*** Block opens ***

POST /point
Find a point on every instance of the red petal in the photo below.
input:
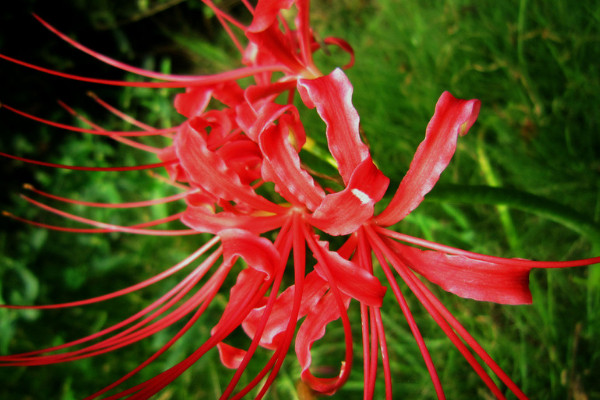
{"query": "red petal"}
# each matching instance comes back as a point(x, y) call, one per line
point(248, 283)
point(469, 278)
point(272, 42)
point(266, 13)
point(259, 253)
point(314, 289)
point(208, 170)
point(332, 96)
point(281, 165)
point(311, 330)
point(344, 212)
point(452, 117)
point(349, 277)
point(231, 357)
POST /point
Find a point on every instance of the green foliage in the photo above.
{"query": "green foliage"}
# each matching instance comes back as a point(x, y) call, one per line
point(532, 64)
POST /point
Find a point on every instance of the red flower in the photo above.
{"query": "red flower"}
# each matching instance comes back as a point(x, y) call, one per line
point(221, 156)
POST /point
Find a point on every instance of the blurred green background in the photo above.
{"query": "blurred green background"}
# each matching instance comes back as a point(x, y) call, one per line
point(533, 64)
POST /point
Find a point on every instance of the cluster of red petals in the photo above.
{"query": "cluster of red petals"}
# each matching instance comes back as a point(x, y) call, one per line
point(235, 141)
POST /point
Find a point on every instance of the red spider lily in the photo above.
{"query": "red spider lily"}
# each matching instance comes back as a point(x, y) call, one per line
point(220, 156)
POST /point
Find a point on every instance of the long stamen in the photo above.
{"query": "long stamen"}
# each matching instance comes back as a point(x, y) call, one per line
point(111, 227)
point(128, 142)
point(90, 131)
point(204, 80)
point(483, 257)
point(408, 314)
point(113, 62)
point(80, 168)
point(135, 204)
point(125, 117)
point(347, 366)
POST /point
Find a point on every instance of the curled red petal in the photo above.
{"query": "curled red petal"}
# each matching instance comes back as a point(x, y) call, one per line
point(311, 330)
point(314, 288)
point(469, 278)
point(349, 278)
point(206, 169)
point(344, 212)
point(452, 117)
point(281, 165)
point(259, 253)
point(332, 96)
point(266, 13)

*** Block closes ***
*** Block opens ***

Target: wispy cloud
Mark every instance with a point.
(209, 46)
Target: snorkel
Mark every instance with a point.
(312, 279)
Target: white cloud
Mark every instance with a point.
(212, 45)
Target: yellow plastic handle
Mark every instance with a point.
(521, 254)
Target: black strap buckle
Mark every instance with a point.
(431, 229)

*** Block closes ***
*** Block opens ***

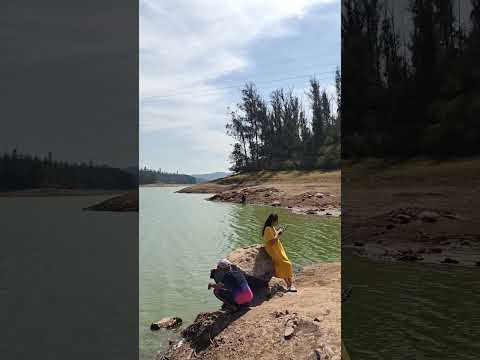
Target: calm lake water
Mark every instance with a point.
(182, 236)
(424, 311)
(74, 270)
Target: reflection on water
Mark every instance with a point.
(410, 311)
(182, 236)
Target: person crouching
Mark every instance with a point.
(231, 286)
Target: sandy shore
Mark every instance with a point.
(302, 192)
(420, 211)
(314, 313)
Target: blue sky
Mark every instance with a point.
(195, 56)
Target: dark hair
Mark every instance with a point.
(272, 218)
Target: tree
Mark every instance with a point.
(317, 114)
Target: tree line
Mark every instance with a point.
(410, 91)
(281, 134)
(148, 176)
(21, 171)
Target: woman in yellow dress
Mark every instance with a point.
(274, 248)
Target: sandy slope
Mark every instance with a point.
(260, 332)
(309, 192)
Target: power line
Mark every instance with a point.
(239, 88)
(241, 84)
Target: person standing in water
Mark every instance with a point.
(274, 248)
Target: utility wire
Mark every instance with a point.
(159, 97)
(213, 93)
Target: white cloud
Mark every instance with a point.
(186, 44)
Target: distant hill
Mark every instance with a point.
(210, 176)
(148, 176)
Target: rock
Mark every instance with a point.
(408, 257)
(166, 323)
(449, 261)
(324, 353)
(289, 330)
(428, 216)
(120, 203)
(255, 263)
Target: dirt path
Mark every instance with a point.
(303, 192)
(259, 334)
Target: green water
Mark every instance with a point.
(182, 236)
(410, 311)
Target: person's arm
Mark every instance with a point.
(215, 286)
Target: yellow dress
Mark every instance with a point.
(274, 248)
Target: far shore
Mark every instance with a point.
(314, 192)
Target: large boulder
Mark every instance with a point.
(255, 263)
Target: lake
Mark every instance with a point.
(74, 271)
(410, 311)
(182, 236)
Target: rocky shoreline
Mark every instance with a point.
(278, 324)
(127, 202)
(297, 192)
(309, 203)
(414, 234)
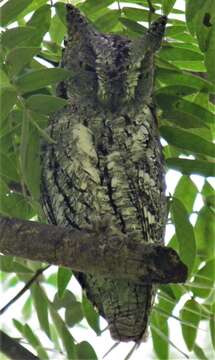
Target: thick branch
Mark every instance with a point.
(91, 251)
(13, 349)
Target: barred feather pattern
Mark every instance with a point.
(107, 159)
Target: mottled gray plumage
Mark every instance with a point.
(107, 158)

*** Block closes ***

Only the lines holding "yellow" are wanted, so copy each of them from the material.

**Result:**
Target: yellow plastic handle
Target: woman in yellow dress
Target: yellow dress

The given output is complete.